[Lines from a pointing dataset]
===============

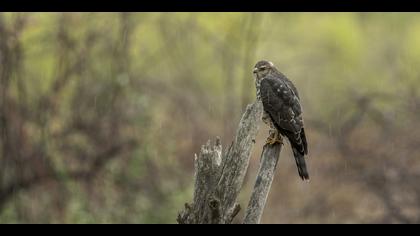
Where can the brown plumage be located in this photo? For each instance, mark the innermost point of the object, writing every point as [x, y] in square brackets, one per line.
[281, 103]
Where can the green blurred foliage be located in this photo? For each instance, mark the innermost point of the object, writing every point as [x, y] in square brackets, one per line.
[161, 84]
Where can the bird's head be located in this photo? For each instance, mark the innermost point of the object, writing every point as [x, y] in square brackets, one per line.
[262, 69]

===============

- _Exercise task_
Please write out these lines again, substituting "central point" for every "innermost point" and leaving everything else unchanged. Omit the pictures from your answer.

- _Response to the task_
Where can the brown plumage be located in this photo? For each instance, mark the central point of the object, writing every point as [x, y] in square brackets, one per line.
[281, 103]
Where can the green blurred foliage be located in this photo? For each instance, mark the central point of the object, writing every point as [x, y] in square brackets, one per line.
[161, 84]
Where can the bird's head be located in this photo? For each instance, mark the central point of the object, writing every point as [x, y] in square brackets, one per line.
[262, 69]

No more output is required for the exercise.